[Saved entries]

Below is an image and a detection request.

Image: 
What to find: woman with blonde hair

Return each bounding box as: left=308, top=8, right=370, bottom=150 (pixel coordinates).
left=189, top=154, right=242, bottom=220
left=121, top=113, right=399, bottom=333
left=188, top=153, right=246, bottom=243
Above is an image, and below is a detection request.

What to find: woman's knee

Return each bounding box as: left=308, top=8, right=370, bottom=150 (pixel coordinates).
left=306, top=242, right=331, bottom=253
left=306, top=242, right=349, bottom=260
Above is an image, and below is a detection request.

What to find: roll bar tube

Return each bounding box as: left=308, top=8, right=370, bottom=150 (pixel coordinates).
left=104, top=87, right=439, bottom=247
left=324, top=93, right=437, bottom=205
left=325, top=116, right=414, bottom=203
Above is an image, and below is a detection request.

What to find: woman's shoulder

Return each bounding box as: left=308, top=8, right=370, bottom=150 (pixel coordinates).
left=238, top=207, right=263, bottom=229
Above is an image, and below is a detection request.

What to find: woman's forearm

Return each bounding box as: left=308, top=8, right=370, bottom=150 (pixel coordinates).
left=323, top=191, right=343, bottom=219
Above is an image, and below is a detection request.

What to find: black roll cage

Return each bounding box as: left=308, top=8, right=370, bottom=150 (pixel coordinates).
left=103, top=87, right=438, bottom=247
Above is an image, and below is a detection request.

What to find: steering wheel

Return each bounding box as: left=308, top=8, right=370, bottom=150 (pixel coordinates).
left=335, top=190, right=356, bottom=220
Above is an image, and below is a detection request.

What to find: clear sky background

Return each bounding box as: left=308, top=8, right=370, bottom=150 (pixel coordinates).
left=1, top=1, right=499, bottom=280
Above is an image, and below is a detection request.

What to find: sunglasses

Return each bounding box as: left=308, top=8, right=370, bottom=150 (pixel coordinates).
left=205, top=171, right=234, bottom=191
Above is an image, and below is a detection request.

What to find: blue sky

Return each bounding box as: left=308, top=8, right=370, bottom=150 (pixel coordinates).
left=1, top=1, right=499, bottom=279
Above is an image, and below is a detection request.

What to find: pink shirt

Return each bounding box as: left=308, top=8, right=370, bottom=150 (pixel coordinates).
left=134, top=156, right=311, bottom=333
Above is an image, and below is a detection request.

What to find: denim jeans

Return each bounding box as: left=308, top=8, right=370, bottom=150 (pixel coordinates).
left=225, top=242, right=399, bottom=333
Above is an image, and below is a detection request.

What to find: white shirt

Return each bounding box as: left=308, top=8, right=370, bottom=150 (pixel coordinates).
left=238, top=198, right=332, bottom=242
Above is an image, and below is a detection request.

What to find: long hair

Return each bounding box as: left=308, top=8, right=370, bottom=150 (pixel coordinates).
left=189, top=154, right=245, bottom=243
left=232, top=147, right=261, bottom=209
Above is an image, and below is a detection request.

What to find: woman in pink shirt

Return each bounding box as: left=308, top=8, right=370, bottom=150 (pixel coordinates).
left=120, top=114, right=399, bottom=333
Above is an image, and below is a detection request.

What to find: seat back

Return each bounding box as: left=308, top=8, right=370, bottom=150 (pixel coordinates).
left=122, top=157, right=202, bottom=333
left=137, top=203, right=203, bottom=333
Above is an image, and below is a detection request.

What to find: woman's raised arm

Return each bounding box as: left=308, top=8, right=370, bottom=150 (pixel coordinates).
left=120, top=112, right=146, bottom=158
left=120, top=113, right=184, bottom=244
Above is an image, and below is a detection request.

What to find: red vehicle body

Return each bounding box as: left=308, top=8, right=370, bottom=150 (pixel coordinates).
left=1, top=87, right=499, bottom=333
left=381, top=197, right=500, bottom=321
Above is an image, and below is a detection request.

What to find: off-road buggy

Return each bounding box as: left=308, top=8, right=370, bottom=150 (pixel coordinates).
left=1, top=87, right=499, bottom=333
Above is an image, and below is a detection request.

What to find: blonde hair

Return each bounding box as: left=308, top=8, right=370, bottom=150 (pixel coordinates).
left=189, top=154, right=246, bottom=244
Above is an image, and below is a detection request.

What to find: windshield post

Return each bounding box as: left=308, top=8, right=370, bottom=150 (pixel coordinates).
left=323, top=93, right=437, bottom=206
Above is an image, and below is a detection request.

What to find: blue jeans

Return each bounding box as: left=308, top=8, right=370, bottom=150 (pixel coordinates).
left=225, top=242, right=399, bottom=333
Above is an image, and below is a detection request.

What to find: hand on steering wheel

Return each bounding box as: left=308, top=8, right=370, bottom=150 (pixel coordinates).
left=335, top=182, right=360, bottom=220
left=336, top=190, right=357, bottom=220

[Work request] The full data, repeated exactly, is the only acceptable output.

[Task output]
Below is an image and a detection request.

Image: 
What to find: woman with blonde hair

Return each bounding box as: left=308, top=8, right=370, bottom=150 (pixel coordinates).
left=189, top=154, right=242, bottom=220
left=121, top=113, right=399, bottom=333
left=188, top=153, right=246, bottom=243
Above is an image, and below is a detection request.

What to find: woman's knee

Return each bounding box as: left=308, top=8, right=370, bottom=150 (pixel coordinates).
left=306, top=242, right=331, bottom=253
left=306, top=242, right=349, bottom=260
Above is an image, and below is a detection request.

What to find: roll bar tube

Return each bounding box as: left=308, top=8, right=370, bottom=150 (pixel coordinates).
left=104, top=87, right=439, bottom=247
left=324, top=93, right=437, bottom=205
left=325, top=116, right=414, bottom=203
Above is an image, and below is a detection request.

What to find: woman's shoulder

Return each bounding box as: left=308, top=8, right=370, bottom=150 (pixel coordinates).
left=238, top=207, right=263, bottom=229
Above is an image, and below is a detection request.

What to find: woman's forearm

Return each bounding box as: left=308, top=8, right=370, bottom=150 (pixel coordinates).
left=323, top=191, right=343, bottom=219
Above is an image, and below is a detection request.

What to find: black roll cage

Return each bounding box as: left=308, top=8, right=370, bottom=150 (pixel coordinates).
left=103, top=87, right=438, bottom=247
Above is an image, and below is a detection request.

What to find: steering wheel

Return each bounding box as: left=308, top=8, right=370, bottom=150 (pixel coordinates).
left=335, top=190, right=356, bottom=220
Above is an image, and below is a detection request.

What to find: clear sky background

Return each bounding box as: left=308, top=8, right=370, bottom=150 (pixel coordinates).
left=1, top=1, right=499, bottom=280
Above is an image, and below is a detection request.

What to find: sunglasses

Return each bounding box as: left=308, top=8, right=370, bottom=150 (pixel coordinates).
left=205, top=171, right=234, bottom=191
Above is an image, and below is a detection request.

What to find: blue sky

Return each bounding box as: left=308, top=8, right=370, bottom=150 (pixel coordinates).
left=1, top=1, right=499, bottom=279
Above is an image, and below is a detection request.

What to find: pink shirt

Return each bounding box as: left=308, top=8, right=370, bottom=150 (pixel coordinates).
left=134, top=156, right=311, bottom=333
Above is an image, and below is a detection request.

What to find: denim jeans

Return each bounding box as: left=308, top=8, right=370, bottom=150 (pixel coordinates).
left=225, top=242, right=399, bottom=333
Above is an image, and below is a detection request.

What to find: white shirt

Return each bounding box as: left=308, top=8, right=370, bottom=150 (pixel coordinates).
left=238, top=198, right=332, bottom=242
Above is an image, and below is a detection request.

What to find: long hair

Return each bounding box as: left=308, top=8, right=370, bottom=150 (pixel coordinates).
left=189, top=154, right=245, bottom=243
left=232, top=147, right=261, bottom=209
Above is an image, and below is a detection request.

What to find: woman in pink shirt

Return each bounding box as: left=308, top=8, right=370, bottom=150 (pixel coordinates).
left=120, top=114, right=399, bottom=333
Above is an image, and below is a detection request.

What to find: seat back

Return each bounding box as: left=308, top=8, right=370, bottom=150 (pixel coordinates).
left=122, top=157, right=202, bottom=333
left=137, top=203, right=203, bottom=333
Above is an image, and below is a detection request.

What to find: woman's raised arm

Return each bounding box as: left=308, top=8, right=370, bottom=150 (pixel coordinates).
left=120, top=112, right=146, bottom=158
left=120, top=113, right=184, bottom=244
Above is an image, and below is a detection request.

What to find: red vehicle body

Return each bounding box as: left=308, top=8, right=370, bottom=150 (pixel coordinates).
left=1, top=87, right=499, bottom=333
left=381, top=197, right=500, bottom=321
Above is an image, and below is a detection request.

What to find: off-road buggy

Return each bounding box as: left=308, top=8, right=370, bottom=150 (pixel coordinates).
left=1, top=87, right=499, bottom=333
Above is an image, and below is a detection request.

What to find: blonde hair

Return each bounding box as: left=308, top=8, right=370, bottom=150 (pixel coordinates).
left=189, top=154, right=246, bottom=244
Above is an image, and below is a detection request.

What to find: windshield post

Return each bounding box as: left=308, top=8, right=370, bottom=150 (pixel coordinates).
left=323, top=93, right=437, bottom=206
Above is an image, and below is a detection request.

What to find: blue jeans

Return each bounding box as: left=308, top=8, right=370, bottom=150 (pixel coordinates).
left=225, top=242, right=399, bottom=333
Above is an image, and below is a detection request.

What to find: hand on steering wheel

Return each bounding box as: left=308, top=8, right=370, bottom=150 (pixel coordinates).
left=335, top=182, right=360, bottom=220
left=336, top=190, right=357, bottom=220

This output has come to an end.